[start MATERIAL FOR THIS EXERCISE]

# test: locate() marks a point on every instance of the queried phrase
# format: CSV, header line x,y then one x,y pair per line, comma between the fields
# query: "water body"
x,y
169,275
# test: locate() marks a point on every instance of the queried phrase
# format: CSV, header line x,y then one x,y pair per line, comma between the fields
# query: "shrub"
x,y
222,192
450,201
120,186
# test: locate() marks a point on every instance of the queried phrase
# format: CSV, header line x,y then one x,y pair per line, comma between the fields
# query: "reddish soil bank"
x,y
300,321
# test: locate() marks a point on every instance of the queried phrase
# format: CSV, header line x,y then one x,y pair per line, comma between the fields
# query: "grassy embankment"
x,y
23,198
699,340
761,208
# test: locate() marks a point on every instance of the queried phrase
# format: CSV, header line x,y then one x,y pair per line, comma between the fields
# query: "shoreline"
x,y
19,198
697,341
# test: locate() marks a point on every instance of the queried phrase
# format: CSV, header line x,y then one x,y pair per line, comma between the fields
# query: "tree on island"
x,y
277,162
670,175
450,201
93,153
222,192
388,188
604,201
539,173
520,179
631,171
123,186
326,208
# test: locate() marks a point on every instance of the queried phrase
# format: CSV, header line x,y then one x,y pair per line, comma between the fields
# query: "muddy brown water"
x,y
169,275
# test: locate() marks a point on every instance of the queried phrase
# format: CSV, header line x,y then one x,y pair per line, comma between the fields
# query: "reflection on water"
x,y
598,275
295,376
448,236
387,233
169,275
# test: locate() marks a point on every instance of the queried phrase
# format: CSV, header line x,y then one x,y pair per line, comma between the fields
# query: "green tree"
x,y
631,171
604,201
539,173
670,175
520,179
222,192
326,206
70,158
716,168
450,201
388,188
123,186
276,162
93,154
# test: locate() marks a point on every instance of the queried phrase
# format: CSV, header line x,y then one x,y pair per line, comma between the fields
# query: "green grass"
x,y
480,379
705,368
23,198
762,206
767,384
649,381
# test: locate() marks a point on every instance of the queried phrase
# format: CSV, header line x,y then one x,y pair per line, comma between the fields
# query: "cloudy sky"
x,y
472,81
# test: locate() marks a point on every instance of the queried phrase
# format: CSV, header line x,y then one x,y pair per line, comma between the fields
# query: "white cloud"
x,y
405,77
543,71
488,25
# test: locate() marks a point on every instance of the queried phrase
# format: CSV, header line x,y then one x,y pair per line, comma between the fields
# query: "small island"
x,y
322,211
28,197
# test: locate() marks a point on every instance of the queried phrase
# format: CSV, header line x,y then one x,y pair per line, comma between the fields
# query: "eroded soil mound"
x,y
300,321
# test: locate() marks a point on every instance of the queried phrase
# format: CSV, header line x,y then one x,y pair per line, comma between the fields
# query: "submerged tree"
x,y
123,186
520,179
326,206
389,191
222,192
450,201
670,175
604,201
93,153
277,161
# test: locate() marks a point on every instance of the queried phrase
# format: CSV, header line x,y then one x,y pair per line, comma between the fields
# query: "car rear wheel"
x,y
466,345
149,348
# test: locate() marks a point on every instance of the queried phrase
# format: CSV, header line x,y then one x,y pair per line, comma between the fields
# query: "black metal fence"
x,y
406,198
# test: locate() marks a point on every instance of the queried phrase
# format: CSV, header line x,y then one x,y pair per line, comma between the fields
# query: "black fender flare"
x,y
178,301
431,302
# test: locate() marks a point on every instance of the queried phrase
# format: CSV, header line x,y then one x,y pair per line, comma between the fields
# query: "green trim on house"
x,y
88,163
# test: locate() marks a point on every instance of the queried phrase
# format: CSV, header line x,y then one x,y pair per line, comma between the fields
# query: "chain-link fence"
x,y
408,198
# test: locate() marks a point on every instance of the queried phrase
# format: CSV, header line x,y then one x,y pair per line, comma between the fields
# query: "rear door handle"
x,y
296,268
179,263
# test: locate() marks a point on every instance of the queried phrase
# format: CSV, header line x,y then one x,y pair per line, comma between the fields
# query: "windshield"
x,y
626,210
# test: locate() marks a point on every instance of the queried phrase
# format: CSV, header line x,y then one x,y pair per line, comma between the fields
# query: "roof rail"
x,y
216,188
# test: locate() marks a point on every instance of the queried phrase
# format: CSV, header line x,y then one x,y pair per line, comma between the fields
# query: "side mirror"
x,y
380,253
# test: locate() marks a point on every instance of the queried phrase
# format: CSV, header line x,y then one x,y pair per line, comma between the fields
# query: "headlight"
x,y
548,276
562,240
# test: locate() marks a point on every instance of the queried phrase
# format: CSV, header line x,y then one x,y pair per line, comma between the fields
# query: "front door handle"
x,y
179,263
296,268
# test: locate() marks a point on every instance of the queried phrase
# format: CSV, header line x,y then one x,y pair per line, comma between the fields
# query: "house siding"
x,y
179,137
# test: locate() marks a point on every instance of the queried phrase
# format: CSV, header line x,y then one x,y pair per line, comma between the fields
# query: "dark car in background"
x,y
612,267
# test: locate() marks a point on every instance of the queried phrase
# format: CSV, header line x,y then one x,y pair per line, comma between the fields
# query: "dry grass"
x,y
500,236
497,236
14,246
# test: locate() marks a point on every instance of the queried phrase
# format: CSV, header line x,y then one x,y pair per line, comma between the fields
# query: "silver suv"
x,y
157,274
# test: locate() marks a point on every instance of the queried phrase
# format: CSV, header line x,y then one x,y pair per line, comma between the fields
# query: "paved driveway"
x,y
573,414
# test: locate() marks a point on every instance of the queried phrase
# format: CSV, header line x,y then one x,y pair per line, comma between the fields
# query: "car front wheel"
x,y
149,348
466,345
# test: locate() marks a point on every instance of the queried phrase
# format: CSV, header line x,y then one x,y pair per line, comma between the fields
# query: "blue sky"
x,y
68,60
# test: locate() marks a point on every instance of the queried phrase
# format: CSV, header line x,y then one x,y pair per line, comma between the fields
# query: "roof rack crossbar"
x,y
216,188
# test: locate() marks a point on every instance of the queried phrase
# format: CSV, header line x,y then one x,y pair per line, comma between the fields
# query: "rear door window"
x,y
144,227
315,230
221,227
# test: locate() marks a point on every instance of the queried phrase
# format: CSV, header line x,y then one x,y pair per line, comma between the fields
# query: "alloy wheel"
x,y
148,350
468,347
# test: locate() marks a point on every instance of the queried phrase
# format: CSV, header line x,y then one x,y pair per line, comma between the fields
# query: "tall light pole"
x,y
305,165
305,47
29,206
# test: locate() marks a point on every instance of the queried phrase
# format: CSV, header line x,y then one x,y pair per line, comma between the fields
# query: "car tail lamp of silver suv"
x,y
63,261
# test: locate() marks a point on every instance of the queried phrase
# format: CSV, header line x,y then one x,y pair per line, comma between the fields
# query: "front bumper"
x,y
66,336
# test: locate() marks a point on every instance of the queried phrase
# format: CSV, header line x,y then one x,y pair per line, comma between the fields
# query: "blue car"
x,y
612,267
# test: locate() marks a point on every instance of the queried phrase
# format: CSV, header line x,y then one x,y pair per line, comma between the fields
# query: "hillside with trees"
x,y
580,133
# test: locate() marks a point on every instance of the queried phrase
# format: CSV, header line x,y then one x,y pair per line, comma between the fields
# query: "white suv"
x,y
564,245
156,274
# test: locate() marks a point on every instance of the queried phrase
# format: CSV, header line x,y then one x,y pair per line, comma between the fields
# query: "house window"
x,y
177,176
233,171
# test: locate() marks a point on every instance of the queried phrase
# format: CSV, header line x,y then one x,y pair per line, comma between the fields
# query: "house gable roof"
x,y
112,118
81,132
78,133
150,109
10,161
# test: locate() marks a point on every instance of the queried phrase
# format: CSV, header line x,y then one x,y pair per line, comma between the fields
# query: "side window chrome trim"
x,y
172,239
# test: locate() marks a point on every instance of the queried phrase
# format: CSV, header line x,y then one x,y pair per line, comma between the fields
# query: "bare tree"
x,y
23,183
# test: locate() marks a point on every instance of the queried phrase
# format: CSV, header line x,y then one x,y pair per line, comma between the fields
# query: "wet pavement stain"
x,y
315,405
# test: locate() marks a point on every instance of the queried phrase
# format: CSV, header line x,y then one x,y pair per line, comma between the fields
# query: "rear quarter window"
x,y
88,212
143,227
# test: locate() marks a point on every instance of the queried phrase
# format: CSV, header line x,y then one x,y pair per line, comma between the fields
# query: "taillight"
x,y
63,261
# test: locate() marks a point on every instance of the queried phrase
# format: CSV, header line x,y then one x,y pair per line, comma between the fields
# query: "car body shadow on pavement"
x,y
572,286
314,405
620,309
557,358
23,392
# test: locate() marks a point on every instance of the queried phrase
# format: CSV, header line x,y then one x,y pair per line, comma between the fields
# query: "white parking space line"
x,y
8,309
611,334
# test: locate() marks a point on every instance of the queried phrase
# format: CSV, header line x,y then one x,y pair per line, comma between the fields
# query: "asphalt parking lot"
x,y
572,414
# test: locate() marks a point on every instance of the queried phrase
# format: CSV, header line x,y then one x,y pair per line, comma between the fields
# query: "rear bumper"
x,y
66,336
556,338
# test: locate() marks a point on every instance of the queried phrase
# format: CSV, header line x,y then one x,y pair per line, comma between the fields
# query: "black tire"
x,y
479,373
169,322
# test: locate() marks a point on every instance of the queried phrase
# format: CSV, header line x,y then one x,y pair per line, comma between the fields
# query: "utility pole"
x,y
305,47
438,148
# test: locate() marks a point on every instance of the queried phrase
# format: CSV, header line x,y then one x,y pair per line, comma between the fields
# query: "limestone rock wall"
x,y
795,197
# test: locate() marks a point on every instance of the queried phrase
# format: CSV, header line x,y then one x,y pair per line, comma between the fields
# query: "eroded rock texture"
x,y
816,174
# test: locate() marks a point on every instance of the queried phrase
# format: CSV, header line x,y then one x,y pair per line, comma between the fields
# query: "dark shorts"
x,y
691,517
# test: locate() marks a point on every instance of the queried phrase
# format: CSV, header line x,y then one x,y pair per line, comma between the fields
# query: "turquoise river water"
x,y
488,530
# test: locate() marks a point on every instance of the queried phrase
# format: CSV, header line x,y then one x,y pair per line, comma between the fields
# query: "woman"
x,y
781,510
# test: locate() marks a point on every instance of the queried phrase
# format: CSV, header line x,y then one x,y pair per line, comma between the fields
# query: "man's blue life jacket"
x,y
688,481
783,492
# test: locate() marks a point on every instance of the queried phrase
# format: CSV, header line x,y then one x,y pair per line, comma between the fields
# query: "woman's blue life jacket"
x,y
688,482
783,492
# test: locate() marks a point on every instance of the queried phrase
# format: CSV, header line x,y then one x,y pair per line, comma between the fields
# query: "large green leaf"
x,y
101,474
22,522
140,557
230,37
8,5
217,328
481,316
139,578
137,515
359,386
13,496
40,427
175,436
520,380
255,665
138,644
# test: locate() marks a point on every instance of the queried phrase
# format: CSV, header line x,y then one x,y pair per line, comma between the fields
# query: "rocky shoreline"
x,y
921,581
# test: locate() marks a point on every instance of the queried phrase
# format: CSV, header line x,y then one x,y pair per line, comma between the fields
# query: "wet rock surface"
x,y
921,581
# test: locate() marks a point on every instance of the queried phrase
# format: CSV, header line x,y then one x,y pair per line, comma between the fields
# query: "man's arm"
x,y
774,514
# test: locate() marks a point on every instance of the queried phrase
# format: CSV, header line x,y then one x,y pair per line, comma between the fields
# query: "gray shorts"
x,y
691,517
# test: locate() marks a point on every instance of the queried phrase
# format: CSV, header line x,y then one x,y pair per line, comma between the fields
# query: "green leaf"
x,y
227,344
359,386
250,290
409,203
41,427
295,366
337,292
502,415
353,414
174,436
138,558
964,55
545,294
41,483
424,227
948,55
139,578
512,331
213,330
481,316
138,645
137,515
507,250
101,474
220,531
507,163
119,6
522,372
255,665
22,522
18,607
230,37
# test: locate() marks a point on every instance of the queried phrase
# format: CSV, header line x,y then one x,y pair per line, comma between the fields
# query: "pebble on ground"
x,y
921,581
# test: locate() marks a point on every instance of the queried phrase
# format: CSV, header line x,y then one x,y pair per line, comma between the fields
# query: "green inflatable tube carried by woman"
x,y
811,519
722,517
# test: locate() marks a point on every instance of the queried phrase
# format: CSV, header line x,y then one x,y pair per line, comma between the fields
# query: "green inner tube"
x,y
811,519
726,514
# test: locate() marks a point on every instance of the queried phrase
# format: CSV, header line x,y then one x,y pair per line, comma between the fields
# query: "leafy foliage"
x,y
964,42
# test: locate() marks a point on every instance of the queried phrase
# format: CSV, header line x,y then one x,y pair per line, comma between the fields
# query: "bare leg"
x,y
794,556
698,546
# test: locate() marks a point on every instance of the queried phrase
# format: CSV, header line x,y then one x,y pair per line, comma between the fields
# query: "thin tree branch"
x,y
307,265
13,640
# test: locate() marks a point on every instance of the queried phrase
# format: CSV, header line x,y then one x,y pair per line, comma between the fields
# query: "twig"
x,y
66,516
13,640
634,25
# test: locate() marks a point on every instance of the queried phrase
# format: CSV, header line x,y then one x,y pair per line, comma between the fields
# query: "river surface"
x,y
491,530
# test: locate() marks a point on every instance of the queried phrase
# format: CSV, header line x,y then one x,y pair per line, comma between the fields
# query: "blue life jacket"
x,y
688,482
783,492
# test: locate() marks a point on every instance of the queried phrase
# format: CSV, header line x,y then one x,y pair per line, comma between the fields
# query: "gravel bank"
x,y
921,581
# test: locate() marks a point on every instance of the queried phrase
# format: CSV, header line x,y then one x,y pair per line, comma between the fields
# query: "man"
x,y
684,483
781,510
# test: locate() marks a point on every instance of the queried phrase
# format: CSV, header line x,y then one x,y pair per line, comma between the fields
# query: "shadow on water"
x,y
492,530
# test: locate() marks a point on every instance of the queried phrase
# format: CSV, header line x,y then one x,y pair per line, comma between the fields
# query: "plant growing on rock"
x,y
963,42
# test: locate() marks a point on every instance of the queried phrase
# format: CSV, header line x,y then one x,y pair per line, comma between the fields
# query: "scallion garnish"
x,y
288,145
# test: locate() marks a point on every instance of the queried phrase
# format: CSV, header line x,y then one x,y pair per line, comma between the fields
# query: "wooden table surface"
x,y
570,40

[end MATERIAL FOR THIS EXERCISE]

» **EXERCISE OBJECTIVE**: Return each line of the entries above that contains the string "soil", copied in full. Case counts.

» **EXERCISE SOLUTION**:
# query: "reddish soil bank"
# query: "eroded soil mound"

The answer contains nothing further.